::: Trecho selecionado :::
Choque de civilizações, fim da história ou retrocesso da humanidade?

É claro que a guerra, seu debate ético, nos afetou a todos neste Ano da Graça de 2023. Dois conflitos no planeta – Ucrânia-Rússia e Hamas-Israel – tomam conta das manchetes e de nossas cabeças, já desgastadas com a pandemia de 2020-22. Com a violência urbana do Brasil, sempre midiática e retroalimentadora, ficamos diante de mais retrocesso da humanidade. O que fazer?
Choque de civilizações ou fim da história foram modismos “intelectuais”, que não sei se chegaram até Atibaia, nosso interior mais do que razoável, tanto política quanto economicamente. Tento encontrar chaves que nos expliquem e resgatem o sentido de comunidade, de conversa amena e democrática sobre temas controversos e avanços inegáveis da cultura. A impressão é de que a cultura avança mais que os demais setores na compreensão dos cenários e na tomada de posição. Neste ano, procurei refúgio em dois livros: “Mitologia dos Orixás”, que me foi emprestado pelo amigo Villaça Villa, e “Um Ano Sísifo”, do grande Edgar Morin, exemplar que adquiri no Sesc da Paulista.
:::
→ Complete o seguinte:
A) No texto sobre o retrocesso da humanidade, onde foi adquirido o exemplar de "Um Ano Sísifo"?
B) Extraia do texto sobre o retrocesso da humanidade tudo o que vai de "Choque de civilizações, fim" até "O que fazer?".
Não é preciso consultar os registros.
::: Dados registrados :::
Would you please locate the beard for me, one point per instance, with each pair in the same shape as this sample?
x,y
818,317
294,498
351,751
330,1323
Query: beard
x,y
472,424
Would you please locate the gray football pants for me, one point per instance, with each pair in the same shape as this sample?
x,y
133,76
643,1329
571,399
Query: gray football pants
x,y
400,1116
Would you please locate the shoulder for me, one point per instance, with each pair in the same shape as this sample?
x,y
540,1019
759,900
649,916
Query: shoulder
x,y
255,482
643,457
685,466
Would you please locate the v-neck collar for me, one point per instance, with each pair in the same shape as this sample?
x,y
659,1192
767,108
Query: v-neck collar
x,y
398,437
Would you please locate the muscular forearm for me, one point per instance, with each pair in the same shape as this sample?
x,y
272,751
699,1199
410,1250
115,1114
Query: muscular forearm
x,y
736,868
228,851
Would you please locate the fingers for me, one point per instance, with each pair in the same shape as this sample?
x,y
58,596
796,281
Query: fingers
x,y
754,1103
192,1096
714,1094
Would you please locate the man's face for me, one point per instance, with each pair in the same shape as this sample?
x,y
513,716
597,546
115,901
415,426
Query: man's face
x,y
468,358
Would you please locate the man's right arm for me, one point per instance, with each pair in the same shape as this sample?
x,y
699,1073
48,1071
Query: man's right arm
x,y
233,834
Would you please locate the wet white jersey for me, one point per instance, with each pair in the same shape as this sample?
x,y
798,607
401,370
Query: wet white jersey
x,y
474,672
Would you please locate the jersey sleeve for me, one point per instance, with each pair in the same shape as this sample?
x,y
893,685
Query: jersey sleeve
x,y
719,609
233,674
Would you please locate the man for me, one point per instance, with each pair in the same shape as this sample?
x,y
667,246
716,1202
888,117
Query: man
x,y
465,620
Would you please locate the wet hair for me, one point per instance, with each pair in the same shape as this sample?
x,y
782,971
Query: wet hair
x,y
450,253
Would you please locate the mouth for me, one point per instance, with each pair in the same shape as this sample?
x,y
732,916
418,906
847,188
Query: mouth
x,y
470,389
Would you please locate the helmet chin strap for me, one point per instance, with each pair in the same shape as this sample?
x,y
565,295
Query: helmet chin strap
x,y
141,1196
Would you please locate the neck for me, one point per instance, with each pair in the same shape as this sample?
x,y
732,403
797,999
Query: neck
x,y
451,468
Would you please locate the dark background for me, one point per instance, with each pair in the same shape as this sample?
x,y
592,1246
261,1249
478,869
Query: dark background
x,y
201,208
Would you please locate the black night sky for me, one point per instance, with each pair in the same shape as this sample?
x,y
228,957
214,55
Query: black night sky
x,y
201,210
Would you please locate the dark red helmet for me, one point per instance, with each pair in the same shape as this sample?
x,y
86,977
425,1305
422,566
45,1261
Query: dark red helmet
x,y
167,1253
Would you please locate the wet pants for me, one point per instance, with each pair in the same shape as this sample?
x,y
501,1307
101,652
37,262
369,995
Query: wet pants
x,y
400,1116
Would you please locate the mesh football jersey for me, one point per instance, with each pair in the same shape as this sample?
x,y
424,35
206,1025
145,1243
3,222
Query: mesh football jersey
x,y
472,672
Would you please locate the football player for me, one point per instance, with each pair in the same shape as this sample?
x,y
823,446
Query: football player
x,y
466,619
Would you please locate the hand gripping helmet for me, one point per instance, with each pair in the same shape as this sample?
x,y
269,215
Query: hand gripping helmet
:::
→ Respostas escritas:
A) No Sesc da Paulista.

B)
Choque de civilizações, fim da história ou retrocesso da humanidade?

É claro que a guerra, seu debate ético, nos afetou a todos neste Ano da Graça de 2023. Dois conflitos no planeta – Ucrânia-Rússia e Hamas-Israel – tomam conta das manchetes e de nossas cabeças, já desgastadas com a pandemia de 2020-22. Com a violência urbana do Brasil, sempre midiática e retroalimentadora, ficamos diante de mais retrocesso da humanidade. O que fazer?